_Task requirements:_
Below are the records; copy each line in which "vegetation" can be found.

_Dataset records:_
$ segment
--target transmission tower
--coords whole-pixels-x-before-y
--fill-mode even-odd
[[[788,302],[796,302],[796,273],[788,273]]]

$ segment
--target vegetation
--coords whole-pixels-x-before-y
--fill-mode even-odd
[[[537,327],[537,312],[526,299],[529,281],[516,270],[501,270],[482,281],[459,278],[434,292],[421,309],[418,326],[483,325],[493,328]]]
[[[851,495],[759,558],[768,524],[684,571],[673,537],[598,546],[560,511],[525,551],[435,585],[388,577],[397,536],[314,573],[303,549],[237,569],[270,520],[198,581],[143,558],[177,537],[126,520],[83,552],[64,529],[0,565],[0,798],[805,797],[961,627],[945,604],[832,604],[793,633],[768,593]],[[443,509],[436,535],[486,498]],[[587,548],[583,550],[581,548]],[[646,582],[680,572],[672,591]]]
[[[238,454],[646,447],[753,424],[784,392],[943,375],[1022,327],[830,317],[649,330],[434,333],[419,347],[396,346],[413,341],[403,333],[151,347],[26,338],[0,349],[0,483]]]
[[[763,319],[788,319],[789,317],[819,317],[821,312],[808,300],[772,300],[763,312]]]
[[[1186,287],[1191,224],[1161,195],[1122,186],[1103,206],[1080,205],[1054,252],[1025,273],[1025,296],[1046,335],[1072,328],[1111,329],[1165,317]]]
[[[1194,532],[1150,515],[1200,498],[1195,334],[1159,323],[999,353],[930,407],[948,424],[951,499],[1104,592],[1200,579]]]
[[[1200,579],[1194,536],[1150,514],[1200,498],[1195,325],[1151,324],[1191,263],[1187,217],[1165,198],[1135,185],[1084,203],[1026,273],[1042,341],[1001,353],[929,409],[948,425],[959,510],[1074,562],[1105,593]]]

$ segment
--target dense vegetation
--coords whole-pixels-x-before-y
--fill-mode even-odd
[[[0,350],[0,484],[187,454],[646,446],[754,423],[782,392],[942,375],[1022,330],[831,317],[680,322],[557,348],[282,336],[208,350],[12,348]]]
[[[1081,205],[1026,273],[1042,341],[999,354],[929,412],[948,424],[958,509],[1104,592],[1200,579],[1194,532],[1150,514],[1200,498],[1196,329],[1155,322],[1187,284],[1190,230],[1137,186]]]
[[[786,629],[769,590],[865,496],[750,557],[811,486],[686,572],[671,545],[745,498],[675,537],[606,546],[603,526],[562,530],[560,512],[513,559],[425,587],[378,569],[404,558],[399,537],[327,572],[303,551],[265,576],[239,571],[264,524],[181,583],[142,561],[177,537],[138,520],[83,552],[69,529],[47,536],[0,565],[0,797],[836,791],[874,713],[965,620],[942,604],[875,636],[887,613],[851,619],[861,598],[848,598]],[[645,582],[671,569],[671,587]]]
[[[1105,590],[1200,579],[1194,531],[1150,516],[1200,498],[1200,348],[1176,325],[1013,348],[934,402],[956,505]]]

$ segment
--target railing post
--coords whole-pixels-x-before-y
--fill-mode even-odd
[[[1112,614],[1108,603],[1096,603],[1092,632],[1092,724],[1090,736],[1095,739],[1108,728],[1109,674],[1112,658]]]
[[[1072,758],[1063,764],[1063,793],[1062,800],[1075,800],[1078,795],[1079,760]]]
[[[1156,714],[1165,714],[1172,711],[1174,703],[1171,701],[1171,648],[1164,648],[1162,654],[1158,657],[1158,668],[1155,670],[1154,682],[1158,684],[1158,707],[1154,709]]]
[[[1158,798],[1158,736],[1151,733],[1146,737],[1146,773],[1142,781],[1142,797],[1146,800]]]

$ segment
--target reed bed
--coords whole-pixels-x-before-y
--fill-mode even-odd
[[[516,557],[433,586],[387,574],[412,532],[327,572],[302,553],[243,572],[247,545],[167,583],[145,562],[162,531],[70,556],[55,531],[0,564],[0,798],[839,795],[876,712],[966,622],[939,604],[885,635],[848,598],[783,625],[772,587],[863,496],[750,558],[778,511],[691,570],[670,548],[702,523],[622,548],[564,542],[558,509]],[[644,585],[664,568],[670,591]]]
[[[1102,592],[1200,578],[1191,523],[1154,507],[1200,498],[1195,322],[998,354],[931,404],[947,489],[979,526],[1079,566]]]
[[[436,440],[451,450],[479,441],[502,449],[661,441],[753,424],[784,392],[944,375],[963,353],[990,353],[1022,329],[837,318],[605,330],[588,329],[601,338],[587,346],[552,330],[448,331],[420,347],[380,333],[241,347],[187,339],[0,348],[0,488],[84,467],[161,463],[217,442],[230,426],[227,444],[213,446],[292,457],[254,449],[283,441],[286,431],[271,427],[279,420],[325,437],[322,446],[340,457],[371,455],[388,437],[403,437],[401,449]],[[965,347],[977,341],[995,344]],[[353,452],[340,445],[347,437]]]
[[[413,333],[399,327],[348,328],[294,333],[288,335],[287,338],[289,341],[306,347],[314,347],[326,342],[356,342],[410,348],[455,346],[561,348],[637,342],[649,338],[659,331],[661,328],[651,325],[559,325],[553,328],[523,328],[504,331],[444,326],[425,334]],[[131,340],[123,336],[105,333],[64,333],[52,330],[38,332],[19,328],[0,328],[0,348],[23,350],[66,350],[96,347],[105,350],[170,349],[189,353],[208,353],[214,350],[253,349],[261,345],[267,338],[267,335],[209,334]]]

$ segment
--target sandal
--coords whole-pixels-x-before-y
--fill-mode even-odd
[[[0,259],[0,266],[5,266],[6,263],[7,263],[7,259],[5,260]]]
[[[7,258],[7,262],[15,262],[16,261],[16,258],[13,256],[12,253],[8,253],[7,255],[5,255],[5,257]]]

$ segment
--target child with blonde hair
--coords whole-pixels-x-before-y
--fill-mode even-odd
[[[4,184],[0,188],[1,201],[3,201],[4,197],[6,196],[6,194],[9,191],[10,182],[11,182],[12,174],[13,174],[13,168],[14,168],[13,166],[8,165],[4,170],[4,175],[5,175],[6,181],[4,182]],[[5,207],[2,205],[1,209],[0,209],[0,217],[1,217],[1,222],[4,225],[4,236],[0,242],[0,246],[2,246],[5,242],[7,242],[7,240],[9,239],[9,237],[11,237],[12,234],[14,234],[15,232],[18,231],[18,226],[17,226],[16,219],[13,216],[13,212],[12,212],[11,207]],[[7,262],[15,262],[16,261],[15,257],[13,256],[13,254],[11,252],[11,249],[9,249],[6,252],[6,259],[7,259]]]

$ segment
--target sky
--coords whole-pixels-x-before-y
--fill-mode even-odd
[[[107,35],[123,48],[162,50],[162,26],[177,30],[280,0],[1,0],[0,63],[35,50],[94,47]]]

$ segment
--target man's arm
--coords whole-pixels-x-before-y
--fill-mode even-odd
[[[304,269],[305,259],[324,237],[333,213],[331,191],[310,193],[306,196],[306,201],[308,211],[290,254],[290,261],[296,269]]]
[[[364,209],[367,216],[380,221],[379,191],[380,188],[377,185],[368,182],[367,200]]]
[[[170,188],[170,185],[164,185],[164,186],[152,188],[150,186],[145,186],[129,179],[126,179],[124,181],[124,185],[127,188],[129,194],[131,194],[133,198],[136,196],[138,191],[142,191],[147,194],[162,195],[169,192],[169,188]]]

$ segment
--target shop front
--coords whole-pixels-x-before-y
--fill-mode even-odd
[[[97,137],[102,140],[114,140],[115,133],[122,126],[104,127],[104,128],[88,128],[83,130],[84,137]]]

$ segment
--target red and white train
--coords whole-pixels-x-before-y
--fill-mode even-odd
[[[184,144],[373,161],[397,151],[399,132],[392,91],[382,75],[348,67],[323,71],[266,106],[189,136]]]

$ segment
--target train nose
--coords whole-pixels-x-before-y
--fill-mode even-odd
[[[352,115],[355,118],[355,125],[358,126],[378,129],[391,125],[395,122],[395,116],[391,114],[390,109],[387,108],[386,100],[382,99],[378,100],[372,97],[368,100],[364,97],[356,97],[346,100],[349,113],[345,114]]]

_Written answer:_
--target vegetation
--target dense vegetation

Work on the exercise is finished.